GIVEN REQUEST: Shift every coordinate in the answer points up by 98 and reproduce the listing, starting at its first line and ending at the line containing "[(1385, 336)]". Keep each request and its sample points unchanged.

DATASET:
───

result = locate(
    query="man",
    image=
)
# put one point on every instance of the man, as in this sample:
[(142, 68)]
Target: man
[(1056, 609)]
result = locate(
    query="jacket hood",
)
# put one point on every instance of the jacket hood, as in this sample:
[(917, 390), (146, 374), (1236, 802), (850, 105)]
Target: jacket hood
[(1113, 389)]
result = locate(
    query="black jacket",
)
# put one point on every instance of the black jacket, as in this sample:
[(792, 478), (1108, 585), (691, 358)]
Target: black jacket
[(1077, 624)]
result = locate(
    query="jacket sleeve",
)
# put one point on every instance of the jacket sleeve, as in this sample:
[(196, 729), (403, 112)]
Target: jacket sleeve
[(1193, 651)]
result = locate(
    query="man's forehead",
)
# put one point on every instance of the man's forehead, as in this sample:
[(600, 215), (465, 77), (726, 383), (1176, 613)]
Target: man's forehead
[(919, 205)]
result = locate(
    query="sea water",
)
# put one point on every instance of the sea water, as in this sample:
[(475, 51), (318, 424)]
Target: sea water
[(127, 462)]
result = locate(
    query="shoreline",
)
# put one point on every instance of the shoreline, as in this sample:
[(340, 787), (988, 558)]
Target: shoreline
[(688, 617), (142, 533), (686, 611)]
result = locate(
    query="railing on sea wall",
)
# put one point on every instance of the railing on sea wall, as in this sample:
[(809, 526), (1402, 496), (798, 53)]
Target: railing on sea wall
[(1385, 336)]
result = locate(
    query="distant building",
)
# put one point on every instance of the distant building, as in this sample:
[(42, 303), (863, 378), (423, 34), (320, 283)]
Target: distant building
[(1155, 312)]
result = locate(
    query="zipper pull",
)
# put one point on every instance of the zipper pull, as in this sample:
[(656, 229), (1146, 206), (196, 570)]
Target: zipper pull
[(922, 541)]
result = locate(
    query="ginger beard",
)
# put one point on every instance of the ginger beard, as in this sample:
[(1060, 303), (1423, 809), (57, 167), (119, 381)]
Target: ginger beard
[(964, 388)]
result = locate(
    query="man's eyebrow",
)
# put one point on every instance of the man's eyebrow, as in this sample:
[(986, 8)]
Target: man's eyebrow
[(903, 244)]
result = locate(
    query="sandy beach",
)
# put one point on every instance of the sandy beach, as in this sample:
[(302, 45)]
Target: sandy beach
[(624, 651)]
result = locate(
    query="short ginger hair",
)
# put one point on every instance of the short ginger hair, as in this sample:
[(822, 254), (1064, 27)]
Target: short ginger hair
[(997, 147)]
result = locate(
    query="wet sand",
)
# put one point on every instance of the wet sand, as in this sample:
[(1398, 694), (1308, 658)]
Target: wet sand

───

COMPLETE ANSWER:
result = locate(
    query="man",
    image=
)
# put one point on every instance of the man, as in this sample:
[(142, 68)]
Target: man
[(1154, 707)]
result = locate(
    query="jacket hood",
)
# put one point on every instance of the jacket hood, as in this sample:
[(917, 390), (146, 374), (1236, 802), (850, 105)]
Target: jacket hood
[(1211, 487)]
result = locate(
    query="black jacket",
)
# put one point on every instance of the black jacket, as in this sample:
[(792, 478), (1108, 585), (691, 358)]
Target: black jacket
[(1175, 722)]
result = locate(
    query="jacket sleeve",
)
# put one point on every instance of the jacket sleeve, as in this sample:
[(196, 729), (403, 112)]
Target: jacket sleeve
[(1291, 749)]
result = locate(
    query="man's forehead",
)
# put one point on every instance of the man's forehead, as in this sample:
[(600, 215), (465, 77), (726, 383), (1176, 613)]
Target: man's forehead
[(1017, 303)]
result = locate(
    query="sea water",
)
# put one point on every instance of the sea water, as in this sample:
[(475, 51), (318, 424)]
Target: sea water
[(225, 560)]
result = locate(
    query="shoreline",
)
# put one point on every instance of the shoreline, as in this sample:
[(340, 787), (988, 558)]
Target: shoreline
[(786, 715), (240, 631), (784, 709)]
result = locate(
    query="railing on sea wall",
)
# put one point on every instance of the railing on sea wall, as in this sample:
[(809, 526), (1402, 496), (798, 53)]
Target: railing on sea wall
[(1483, 434)]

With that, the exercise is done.